Mit dieser Herangehensweise an Jane Austens Weltwerk traut sich das Theater Kiel etwas und liefert eine temporeiche, fulminante Show mit Tiefgang und viel Humor.
Die 1775 geborene und 42 Jahre später verstorbene Jane Austen gilt vielen als das weibliche Pendant zu William Shakespeare. Und das in vielerlei Hinsicht. Etwa, was ihre Beobachtungsgabe anbelangt, aber auch ihre sprachliche Virtuosität. Ihre oft romantischen Liebesgeschichten passen einerseits gut zum damaligen Zeitgeist, da der „Sittenroman“ en vogue war. Austen jedoch gelang es, das Genre weiterzuentwickeln und sowohl inhaltlich als auch der Form nach neue Wege zu gehen.

_AUFGEFÜHRTE EINTRÄGE_:
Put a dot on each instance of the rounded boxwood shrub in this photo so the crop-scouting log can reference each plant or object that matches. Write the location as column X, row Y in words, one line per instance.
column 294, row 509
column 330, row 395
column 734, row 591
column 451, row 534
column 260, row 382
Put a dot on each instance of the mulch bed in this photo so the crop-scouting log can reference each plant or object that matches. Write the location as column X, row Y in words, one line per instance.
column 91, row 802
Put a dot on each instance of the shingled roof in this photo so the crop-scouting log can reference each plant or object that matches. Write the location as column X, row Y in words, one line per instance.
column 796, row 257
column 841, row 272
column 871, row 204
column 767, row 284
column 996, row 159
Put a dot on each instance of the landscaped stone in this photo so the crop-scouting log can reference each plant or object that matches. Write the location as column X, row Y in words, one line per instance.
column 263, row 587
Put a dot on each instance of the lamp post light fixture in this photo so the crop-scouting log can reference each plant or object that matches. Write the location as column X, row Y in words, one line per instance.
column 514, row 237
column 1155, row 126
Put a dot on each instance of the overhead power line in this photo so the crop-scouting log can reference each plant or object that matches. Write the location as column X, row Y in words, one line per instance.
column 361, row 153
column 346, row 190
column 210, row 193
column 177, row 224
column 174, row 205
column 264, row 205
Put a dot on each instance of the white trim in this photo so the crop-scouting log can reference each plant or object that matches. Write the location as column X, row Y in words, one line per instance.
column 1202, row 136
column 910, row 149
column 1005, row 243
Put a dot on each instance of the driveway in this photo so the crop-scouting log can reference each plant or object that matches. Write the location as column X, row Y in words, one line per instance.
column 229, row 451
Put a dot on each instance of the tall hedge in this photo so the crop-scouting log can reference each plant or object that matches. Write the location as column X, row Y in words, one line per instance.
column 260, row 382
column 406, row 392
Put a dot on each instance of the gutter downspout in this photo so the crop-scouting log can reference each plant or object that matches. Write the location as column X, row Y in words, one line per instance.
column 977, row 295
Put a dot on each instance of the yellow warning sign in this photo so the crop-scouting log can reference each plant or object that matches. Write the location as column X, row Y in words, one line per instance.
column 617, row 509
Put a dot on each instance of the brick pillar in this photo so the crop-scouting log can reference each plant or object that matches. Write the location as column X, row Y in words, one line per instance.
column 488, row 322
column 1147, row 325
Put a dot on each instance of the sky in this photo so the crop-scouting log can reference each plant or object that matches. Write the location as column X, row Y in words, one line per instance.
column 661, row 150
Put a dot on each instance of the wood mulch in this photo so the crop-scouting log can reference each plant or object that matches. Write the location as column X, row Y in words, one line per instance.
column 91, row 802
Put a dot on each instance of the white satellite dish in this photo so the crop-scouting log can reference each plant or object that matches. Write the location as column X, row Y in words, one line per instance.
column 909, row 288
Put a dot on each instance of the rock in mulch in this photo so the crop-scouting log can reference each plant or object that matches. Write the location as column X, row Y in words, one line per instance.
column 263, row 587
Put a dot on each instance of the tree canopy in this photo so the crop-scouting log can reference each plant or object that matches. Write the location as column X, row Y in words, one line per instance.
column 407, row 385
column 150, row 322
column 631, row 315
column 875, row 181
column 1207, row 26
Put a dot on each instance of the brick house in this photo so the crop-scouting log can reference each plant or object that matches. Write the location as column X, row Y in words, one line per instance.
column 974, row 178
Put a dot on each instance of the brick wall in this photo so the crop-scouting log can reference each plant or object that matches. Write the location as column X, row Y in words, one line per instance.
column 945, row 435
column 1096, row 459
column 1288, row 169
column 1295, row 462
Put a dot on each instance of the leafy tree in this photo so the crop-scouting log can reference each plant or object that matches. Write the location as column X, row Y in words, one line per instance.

_GESTELLTE AUFGABEN_:
A - Schreib aus den Einträgen die Zeilen von der Zeile mit „Put a dot on each instance of the tree“ bis einschließlich der Zeile mit „column 974, row 178“ wortgetreu ab.
B - Schreib den Text über Jane Austen nach seinem letzten Satz weiter.

_LÖSUNGEN_:
A -
Put a dot on each instance of the tree canopy in this photo so the crop-scouting log can reference each plant or object that matches. Write the location as column X, row Y in words, one line per instance.
column 407, row 385
column 150, row 322
column 631, row 315
column 875, row 181
column 1207, row 26
Put a dot on each instance of the brick house in this photo so the crop-scouting log can reference each plant or object that matches. Write the location as column X, row Y in words, one line per instance.
column 974, row 178

B -
Ihr ohne Frage populärstes Werk ist „Stolz und Vorurteil“, das die Basis für diese Theaterinszenierung bildet. In einer Umfrage der BBC nach dem beliebtesten britischen Literaturwerk musste sie sich 2003 mit Rang zwei begnügen. Allerdings geschlagen nur von Tolkiens „Der Herr der Ringe“, das genau zu jener Zeit gerade erst ebenso opulent wie wegweisend von Peter Jackson verfilmt worden war.
„Stolz und Vorurteil“ selbst kam allerdings ebenfalls in den Genuss großer Filmadaptionen. So legte die BBC bislang fünfmal (1952, 1958, 1967, 1980 und 1995) mehrteilige Fernsehproduktionen vor. 2003 folgte eine US-amerikanische Filmfassung, 2005 die dann wohl heute populärste mit Keira Knightley in der Hauptrolle.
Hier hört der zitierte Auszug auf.